Activity
Repeat word for word every line from the one holding "above for bare" to the end of the material below.

Stored data
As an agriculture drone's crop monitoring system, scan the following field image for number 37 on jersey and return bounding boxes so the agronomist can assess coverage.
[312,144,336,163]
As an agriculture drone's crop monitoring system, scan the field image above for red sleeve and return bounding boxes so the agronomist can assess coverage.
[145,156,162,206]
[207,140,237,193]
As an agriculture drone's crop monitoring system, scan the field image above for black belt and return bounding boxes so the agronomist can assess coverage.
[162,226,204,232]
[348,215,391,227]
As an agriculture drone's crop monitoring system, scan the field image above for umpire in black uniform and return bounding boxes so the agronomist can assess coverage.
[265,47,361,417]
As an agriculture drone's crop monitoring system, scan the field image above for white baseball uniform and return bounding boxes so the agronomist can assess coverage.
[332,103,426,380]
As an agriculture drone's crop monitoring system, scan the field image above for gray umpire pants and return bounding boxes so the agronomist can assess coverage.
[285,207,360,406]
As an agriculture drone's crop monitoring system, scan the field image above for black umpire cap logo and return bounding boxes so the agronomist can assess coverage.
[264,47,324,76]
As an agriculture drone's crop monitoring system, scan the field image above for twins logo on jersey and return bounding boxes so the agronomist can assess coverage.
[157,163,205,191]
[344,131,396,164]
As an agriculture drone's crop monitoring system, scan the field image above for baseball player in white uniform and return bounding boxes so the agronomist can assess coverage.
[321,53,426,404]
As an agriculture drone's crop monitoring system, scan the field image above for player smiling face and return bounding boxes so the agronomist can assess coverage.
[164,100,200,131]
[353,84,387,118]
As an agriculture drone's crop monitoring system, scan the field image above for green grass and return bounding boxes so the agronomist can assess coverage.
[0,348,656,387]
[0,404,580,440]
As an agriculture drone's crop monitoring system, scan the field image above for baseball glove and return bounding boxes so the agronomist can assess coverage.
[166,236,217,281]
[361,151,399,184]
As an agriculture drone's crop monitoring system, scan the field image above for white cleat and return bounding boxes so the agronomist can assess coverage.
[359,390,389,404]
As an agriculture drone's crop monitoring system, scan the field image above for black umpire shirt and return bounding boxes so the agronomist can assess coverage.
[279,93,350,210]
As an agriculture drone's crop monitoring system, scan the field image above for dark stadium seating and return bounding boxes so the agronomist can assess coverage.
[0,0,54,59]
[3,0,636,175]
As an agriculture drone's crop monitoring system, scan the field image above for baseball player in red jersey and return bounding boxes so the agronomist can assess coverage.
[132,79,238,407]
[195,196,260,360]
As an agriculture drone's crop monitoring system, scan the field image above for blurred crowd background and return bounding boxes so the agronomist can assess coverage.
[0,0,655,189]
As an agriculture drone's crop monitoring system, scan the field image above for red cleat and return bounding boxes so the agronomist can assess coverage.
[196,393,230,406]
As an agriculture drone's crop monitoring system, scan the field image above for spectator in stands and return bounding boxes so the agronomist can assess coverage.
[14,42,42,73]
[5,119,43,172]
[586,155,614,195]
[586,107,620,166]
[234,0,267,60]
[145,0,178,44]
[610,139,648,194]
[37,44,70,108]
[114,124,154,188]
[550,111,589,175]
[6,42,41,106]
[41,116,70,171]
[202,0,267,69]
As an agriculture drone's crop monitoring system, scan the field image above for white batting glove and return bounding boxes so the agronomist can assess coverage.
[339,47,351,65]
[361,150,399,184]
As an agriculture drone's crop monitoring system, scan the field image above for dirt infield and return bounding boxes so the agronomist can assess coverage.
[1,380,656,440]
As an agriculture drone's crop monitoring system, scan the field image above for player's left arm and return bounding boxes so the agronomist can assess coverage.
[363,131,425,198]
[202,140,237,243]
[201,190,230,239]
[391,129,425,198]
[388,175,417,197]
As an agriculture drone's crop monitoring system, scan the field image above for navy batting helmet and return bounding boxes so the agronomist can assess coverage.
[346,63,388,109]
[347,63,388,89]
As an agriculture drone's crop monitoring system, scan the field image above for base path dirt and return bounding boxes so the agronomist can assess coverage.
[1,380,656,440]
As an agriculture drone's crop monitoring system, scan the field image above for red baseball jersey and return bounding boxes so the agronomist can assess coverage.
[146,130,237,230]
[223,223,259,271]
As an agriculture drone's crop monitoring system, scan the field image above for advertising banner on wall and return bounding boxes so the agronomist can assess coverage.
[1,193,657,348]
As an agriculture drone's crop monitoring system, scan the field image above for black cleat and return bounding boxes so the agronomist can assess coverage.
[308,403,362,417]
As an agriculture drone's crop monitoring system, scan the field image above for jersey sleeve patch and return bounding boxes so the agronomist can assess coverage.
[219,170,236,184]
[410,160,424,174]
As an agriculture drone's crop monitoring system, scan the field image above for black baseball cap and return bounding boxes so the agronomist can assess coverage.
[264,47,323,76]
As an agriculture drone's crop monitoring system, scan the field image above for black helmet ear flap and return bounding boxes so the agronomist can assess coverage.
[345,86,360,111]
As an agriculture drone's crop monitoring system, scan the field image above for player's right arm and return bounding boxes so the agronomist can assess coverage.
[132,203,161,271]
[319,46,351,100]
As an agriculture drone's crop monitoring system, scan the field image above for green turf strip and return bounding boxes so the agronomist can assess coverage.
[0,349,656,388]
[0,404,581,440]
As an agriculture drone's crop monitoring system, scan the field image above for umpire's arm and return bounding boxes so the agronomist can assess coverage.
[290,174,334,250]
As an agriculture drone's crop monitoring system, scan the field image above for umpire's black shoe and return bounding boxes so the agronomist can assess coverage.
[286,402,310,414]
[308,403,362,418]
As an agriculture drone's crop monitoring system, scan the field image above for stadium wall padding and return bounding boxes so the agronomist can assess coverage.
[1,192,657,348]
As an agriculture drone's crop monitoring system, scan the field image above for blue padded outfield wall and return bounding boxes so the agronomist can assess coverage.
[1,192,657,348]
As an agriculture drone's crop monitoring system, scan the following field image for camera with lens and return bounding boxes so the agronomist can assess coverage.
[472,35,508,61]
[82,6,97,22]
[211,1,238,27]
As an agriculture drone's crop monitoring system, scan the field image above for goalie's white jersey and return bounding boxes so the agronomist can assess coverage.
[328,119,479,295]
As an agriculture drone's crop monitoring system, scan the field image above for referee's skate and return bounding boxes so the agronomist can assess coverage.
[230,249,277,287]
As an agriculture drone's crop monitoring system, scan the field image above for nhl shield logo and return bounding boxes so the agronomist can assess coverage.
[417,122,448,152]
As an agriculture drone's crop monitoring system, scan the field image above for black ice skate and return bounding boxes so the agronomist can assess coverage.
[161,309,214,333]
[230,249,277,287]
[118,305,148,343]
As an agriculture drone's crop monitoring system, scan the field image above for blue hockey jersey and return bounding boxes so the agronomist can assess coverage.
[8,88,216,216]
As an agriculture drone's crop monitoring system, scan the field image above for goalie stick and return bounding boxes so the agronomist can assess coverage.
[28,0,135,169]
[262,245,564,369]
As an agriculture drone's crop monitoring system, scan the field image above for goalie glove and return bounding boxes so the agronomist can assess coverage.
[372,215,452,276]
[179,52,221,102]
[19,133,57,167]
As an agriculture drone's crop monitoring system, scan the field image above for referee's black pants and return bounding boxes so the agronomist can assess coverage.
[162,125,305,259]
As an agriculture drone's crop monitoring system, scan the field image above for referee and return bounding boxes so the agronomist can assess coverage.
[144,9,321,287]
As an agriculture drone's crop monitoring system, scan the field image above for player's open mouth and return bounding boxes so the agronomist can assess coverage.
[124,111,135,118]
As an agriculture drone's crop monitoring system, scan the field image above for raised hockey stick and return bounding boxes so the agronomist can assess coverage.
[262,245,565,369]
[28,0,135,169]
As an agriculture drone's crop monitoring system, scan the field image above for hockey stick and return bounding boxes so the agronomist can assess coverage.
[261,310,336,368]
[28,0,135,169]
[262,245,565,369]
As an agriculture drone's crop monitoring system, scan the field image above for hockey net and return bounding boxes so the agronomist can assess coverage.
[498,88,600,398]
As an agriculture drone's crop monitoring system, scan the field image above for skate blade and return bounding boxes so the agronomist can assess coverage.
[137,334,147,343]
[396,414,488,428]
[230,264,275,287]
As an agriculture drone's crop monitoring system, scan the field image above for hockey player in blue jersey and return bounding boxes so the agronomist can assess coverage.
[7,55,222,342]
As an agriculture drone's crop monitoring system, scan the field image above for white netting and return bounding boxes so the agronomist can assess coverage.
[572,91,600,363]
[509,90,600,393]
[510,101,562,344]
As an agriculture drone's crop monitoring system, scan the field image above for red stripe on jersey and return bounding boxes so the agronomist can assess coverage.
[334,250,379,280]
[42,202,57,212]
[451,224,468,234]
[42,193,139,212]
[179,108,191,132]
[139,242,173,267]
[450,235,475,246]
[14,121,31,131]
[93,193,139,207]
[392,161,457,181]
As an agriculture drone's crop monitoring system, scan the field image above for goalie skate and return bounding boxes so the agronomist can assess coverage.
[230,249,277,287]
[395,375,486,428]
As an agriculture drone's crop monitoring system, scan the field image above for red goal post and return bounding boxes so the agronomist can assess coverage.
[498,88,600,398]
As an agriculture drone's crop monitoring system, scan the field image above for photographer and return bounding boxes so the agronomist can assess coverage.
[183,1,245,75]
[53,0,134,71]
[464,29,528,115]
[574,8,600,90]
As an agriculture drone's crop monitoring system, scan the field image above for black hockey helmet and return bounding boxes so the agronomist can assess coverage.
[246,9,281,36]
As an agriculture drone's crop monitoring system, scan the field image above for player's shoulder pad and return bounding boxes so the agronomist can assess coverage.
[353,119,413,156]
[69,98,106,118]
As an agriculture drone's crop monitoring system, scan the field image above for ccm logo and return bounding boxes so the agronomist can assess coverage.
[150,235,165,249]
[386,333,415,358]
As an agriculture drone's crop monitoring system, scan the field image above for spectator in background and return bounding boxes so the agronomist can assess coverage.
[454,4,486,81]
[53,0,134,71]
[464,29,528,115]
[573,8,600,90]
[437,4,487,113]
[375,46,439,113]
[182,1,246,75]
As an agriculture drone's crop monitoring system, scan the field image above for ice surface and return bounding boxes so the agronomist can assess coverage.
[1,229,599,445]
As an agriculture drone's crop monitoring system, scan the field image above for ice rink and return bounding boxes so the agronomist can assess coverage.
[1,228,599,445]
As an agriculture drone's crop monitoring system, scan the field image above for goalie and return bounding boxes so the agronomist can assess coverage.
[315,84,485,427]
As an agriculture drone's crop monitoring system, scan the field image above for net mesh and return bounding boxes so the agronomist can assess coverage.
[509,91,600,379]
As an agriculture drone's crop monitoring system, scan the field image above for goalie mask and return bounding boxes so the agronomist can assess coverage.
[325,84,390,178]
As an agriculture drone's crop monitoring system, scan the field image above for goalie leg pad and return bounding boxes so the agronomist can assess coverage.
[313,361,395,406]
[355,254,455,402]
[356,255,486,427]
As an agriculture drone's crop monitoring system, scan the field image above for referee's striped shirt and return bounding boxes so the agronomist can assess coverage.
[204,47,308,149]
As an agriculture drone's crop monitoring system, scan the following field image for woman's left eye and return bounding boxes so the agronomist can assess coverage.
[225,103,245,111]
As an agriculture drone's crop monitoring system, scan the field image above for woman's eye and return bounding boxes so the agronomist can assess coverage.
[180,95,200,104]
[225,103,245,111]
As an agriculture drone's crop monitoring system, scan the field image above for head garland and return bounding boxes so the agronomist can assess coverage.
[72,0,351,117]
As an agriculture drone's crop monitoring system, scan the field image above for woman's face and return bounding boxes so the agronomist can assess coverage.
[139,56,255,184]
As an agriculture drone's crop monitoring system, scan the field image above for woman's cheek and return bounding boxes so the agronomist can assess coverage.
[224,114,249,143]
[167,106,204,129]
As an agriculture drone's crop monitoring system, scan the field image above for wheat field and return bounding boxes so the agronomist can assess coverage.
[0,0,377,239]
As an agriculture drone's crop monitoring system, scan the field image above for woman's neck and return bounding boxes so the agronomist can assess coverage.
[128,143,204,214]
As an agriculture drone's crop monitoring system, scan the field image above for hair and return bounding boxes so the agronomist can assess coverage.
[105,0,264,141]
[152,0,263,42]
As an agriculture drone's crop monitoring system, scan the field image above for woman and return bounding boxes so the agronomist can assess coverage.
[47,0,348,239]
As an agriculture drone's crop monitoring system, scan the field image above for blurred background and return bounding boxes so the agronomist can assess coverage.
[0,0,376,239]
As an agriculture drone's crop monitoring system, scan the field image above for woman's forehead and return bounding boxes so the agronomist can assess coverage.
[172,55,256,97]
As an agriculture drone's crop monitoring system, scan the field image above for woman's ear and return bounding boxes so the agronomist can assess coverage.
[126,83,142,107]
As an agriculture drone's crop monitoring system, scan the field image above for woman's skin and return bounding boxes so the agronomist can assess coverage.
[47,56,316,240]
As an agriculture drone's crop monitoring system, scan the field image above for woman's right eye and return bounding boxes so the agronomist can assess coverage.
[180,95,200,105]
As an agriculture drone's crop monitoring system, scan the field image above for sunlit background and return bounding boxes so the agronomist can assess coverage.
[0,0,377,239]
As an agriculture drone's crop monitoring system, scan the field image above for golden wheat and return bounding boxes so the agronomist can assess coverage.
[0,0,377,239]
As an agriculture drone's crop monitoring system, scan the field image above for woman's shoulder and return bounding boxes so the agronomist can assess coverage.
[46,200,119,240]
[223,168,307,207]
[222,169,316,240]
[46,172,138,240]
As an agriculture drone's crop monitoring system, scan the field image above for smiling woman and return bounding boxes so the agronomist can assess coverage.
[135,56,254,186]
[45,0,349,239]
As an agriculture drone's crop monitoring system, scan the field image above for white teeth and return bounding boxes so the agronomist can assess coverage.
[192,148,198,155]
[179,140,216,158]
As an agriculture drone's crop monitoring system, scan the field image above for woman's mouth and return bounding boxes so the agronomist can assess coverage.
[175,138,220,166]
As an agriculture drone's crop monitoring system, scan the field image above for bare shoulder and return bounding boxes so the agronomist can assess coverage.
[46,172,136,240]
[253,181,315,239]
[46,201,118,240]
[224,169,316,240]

Reply to the task
As an agriculture drone's crop monitoring system, scan the field image above for bare shoulder and return bounding boxes so the agronomist can assess coverage.
[46,172,136,240]
[253,181,315,239]
[46,201,118,240]
[224,169,316,240]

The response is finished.